━━━ Extract

The dramatic shift in the way American businesses define risk. Traditionally, risk has been divided into three categories: market, credit and “other.” Suddenly, risk management is no longer just about preventing bad loans or dealing with Mother Nature. The wake up call of September 11th and high profile indictments at Enron and others have spurred feverish activity in disaster planning and raising the bar on fraud. However, some of the most important lessons on how to create a culture of risk management have yet to be learned.
What is the cost of not asking the right questions?
The World Trade Center attack dealt a devastating blow to many financial institutions and made an impact on the nation’s economy when it shut down the New York Stock Exchange. The grounding of airlines temporarily stopped the flow of paper checks. The industry responded by spending billions of dollars to protect themselves from future incidents based on the effects of risk. The bad news, however, is that a reactive approach to focusing on preventing the disaster that just passed may be causing people to ignore other equally devastating risks.
At the Securities Industries Association’s recent Risk Management Conference, keynote speaker Thomas Russo, Vice Chairman and Chief Legal Officer, Lehman Brothers, Inc. got attendees buzzing when he told them that potentially catastrophic risks are still being overlooked. The bird flu or similar epidemic could be extremely problematic for businesses that concentrate key people in geographic locations, Russo pointed out. While the likelihood of a bird flu epidemic hitting this country is up for debate, what if your outsourcing facility in India or supplier in China was hit by bird flu? It illustrates precisely why every company (not just those in financial services) needs a comprehensive program of risk management.

━━━━━━

Task list:
1 - According to the text on corporate risk management, into what three categories has risk traditionally been divided?
2 - Carry on the text about corporate risk management from where it stops.

━━━ Data supplied

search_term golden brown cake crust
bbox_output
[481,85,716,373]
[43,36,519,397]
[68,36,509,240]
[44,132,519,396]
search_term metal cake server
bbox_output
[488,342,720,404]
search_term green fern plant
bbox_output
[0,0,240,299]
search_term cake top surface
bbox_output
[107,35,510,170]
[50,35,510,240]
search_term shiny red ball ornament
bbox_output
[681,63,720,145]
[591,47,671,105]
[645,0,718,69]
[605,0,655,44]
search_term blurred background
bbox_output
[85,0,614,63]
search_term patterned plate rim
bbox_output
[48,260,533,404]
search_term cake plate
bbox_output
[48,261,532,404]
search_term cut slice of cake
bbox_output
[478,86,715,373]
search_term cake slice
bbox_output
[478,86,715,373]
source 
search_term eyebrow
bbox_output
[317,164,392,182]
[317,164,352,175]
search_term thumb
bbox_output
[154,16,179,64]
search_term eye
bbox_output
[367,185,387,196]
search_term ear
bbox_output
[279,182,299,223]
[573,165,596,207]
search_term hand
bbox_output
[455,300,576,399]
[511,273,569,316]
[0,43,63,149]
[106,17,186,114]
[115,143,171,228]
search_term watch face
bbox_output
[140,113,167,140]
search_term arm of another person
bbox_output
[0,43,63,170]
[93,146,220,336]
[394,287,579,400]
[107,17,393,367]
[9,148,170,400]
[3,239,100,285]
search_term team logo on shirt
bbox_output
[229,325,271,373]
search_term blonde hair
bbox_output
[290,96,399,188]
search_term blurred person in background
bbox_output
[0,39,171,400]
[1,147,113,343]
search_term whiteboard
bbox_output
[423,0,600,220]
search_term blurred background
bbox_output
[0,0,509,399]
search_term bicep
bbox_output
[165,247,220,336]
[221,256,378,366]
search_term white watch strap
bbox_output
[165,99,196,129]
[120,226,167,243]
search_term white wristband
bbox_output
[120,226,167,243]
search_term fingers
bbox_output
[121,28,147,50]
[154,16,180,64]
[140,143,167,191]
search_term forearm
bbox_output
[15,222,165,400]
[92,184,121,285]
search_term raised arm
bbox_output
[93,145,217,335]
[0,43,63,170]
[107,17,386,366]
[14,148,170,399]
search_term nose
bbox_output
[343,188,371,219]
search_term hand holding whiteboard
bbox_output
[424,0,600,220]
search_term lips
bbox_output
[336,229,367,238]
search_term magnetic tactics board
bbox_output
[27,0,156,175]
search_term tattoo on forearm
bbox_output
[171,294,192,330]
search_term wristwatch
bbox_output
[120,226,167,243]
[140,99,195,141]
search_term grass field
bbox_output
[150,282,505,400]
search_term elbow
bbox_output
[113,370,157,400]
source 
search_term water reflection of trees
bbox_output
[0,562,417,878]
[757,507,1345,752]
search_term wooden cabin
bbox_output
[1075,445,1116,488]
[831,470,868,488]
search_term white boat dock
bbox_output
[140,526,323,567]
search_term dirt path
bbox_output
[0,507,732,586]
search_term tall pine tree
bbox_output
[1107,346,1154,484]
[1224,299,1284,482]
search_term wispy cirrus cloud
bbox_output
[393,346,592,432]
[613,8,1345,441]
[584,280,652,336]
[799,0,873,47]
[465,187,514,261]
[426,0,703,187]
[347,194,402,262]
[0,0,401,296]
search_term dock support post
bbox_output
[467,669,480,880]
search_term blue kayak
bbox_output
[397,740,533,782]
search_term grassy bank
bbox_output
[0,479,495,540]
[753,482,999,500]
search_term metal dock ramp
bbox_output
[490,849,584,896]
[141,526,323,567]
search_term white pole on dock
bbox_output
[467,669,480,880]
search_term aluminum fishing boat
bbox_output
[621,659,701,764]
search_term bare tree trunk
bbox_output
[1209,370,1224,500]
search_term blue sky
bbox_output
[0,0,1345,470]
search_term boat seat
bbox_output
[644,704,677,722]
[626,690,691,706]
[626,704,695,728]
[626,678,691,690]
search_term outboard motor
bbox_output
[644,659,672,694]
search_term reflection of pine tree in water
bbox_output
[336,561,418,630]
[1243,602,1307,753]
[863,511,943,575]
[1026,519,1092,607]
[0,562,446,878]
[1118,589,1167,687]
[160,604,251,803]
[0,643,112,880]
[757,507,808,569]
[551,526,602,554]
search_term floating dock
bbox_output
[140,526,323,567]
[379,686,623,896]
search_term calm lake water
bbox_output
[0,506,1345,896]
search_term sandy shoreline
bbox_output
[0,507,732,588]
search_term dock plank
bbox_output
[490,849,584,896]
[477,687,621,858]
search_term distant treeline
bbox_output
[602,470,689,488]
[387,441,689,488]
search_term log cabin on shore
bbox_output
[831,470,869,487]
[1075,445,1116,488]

━━━━━━

Task-by-task results:
1 - Market, credit and "other."

2 -
A bank with all its wealth management specialists in a single region that suddenly gets hit with a fast-moving virus could be severely impacted. If a medical epidemic was not even on management’s risk radar screen, what happens when the data is fine, but the people are gone? How to do you make an action plan for so many things that have not happened yet?
What is the cost of not establishing a risk culture?
Companies learned how to survive a terrorist attack by living through 9/11. Enterprise risk management (ERM) provides organizations with that same valuable knowledge without the pain of experiencing a difficult event. With ERM, companies move to a proactive mode to assess the impact, likelihood and effectiveness of controls related to risk, and develop mitigation plans. ERM is a proven discipline that provides hard numbers and invaluable assessments, which often yield results that surprise even the most hands-on managers.